▶ **Prompt**
Transcribe, word for word, everything from "CTEM |.DEGF |" down to "of this notebook." in the well log notebook below.

### A real dataset

Today we will take a look at a well log dataset together. There is a nice open source dataset of SECARB Cranfield Well Logs in Franklin, Mississippi (https://edx.netl.doe.gov/dataset/secarb-cranfield-well-logs). We refined the data silghtly to make it easier to load them into the notebook. You should have downloaded the `borehole.txt` file together with this notebook. 

In [None]:
# the usual imports
import numpy as np
import pandas as pd
import matplotlib.pyplot as plt
%matplotlib inline

In [None]:
# importing the dataset as a pandas dataframe
# Note that the file 'borehole.txt' has to be located in the same folder as th notebook
# or alternatively the full path has to be defined
data = pd.read_csv('borehole.txt', delim_whitespace=True)

In [None]:
data.head()

Here some information on the different columns and different signals. We are no well logging experts and obviously the main focus of this exercise is data analysis, but it is always a good idea to have a rough idea of what you are looking at:

MNEM | .UNIT  | DESCRIPTION 
:---: | :---: |:--:
DEPT |.F | DEPTH (BOREHOLE)
CTEM |.DEGF | Cartridge Temperature
DCAL |.IN | Differential Caliper 
DT   |.US/F | Delta-T
GR_EDTC|.GAPI | Gamma Ray  
GTEM |.DEGF | Generalized Borehole Temperature 
ITT  |.S | Integrated Transit Time 
RWA  |.OHMM | Apparent Water Resistivity 
SPHI |.CFCF | Sonic Porosity 
STIT |.F | Stuck Tool Indicator, Total 
TENS |LBF | Cable Tension 

If you are interested in more detail, check out the original dataset or some of the references at the end of this notebook.

### 1. Checking the data and reduce size

Let's start by checking our data. Take a look at the datframe. Is it complete? Do we need to clean it? For the puropose of this exercise we will reduce the size of the dataset a little bit and concentrate on some specific logs.

<div class="alert alert-info">
    
**Your task:**

Create a smaller dataframe containing only the columns `'DEPT', 'DT', 'GR_EDTC', 'GTEM', 'RWA'` and only the first 2000 entries. Hint for second part: Take a look ehat `keyword argument` the `df.head()` function takes.

</div>



In [None]:
# YOUR CODE HERE
# Take a look at the dataframe


In [None]:
# YOUR CODE HERE
# create a subset (smaller dataframe)


Let's also visualize the log plots.


<div class="alert alert-info">

**Your task:**

Plot the different well log signals against depth. Some notes: Like in a proper well log plot the depth axis should be inverted: shallow (top) to deep (bottom) - check out `invert_yaxis()`. Try to plot all foru plots in a single figure.

▶ **Provided data**
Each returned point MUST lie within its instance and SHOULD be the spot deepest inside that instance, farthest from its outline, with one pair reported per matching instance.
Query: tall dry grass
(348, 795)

▶ **Solution to this problem**
CTEM |.DEGF | Cartridge Temperature
DCAL |.IN | Differential Caliper 
DT   |.US/F | Delta-T
GR_EDTC|.GAPI | Gamma Ray  
GTEM |.DEGF | Generalized Borehole Temperature 
ITT  |.S | Integrated Transit Time 
RWA  |.OHMM | Apparent Water Resistivity 
SPHI |.CFCF | Sonic Porosity 
STIT |.F | Stuck Tool Indicator, Total 
TENS |LBF | Cable Tension 

If you are interested in more detail, check out the original dataset or some of the references at the end of this notebook.